Exercise passage >>
Most back pain gets better within a month of home treatment. However, everyone is different, and back pain is a complex condition. For many, the pain doesn’t go away for a few months, but only a few have persistent, severe pain.

Over-the-counter pain relievers and the use of heat might be all you need. Bed rest isn’t recommended.

Continue your activities as much as you can tolerate. Try light activities, such as walking and activities of daily living. Stop the activity that increases pain, but don’t avoid activity out of fear of pain. If home treatments aren’t working after several weeks, your doctor might suggest stronger medications or other therapies.

Medications

Depending on the type of back pain you have, your doctor might recommend the following:

  • Over-the-counter (OTC) pain relievers. Nonsteroidal anti-inflammatory drugs (NSAIDs), such as ibuprofen (Advil, Motrin IB, others) or naproxen sodium (Aleve), may help relieve back pain. Take these medications only as directed by your doctor. Overuse can cause serious side effects. If OTC pain relievers don’t relieve your pain, your doctor might suggest prescription NSAIDs.
  • Muscle relaxants. If mild to moderate back pain doesn’t improve with OTC pain relievers, your doctor might also prescribe a muscle relaxant. Muscle relaxants can make you dizzy and sleepy.
  • Topical pain relievers. These products deliver pain-relieving substances through your skin via creams, salves, ointments or patches.
  • Narcotics. Drugs containing opioids, such as oxycodone or hydrocodone, may be used for a short time with close supervision by your doctor. Opioids don’t work well for chronic pain, so your prescription will usually provide less than a week’s worth of pills.
  • Antidepressants. Some types of antidepressants — particularly duloxetine (Cymbalta) and tricyclic antidepressants, such as amitriptyline — have been shown to relieve chronic back pain independent of their effect on depression.

Tasks to carry out >>
(A) According to the back pain passage, what effects can muscle relaxants have?
(B) Extend the back pain passage with the text that would come next, starting after the item on antidepressants.

[Stored data entries]
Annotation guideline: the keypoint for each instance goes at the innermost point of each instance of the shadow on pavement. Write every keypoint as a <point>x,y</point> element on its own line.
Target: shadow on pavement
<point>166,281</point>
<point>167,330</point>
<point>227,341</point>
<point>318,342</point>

Written responses >>
(A) They can make you dizzy and sleepy.

(B)
Physical therapy

A physical therapist can teach you exercises to increase your flexibility, strengthen your back and abdominal muscles, and improve your posture. Regular use of these techniques can help keep pain from returning. Physical therapists will also provide education about how to modify your movements during an episode of back pain to avoid flaring pain symptoms while continuing to be active.

Surgical and other procedures

Procedures used to treat back pain may include:

  • Cortisone injections. If other measures don’t relieve your pain, and if your pain radiates down your leg, your doctor may inject cortisone — a strong anti-inflammatory drug — plus a numbing medication into the space around your spinal cord (epidural space). A cortisone injection helps decrease inflammation around the nerve roots, but the pain relief usually lasts only a month or two.
  • Radiofrequency neurotomy. In this procedure, a fine needle is inserted through your skin so the tip is near the area causing your pain. Radio waves are passed through the needle to damage the nearby nerves, which interferes with the delivery of pain signals to the brain.
  • Implanted nerve stimulators. Devices implanted under your skin can deliver electrical impulses to certain nerves to block pain signals.
  • Surgery. If you have unrelenting pain associated with radiating leg pain or progressive muscle weakness caused by nerve compression, you might benefit from surgery. These procedures are usually reserved for pain related to structural problems, such as narrowing of the spine (spinal stenosis) or a herniated disk, that hasn’t responded to other therapy.